Object pointing dataset rows |
* * * * *
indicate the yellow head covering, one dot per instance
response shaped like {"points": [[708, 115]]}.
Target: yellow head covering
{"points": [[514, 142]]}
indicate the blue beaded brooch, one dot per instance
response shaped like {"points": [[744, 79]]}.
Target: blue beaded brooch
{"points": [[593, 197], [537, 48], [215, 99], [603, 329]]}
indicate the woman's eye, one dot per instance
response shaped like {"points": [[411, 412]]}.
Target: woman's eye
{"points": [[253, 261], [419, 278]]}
* * * * *
OBJECTIVE |
Reproduce these rows line for line, with no changes.

RESULT OF THIS TASK |
indicate the yellow head covering, one dot per instance
response shaped like {"points": [[708, 115]]}.
Target: yellow head covering
{"points": [[514, 142]]}
indicate the blue beaded brooch, one dot per instance
response shaped like {"points": [[744, 79]]}.
Target: blue beaded brooch
{"points": [[593, 197], [537, 48], [215, 99], [603, 329]]}
indicate the woman's eye, one dot per instance
response shaped like {"points": [[411, 412]]}.
Target: woman's eye
{"points": [[253, 261], [419, 278]]}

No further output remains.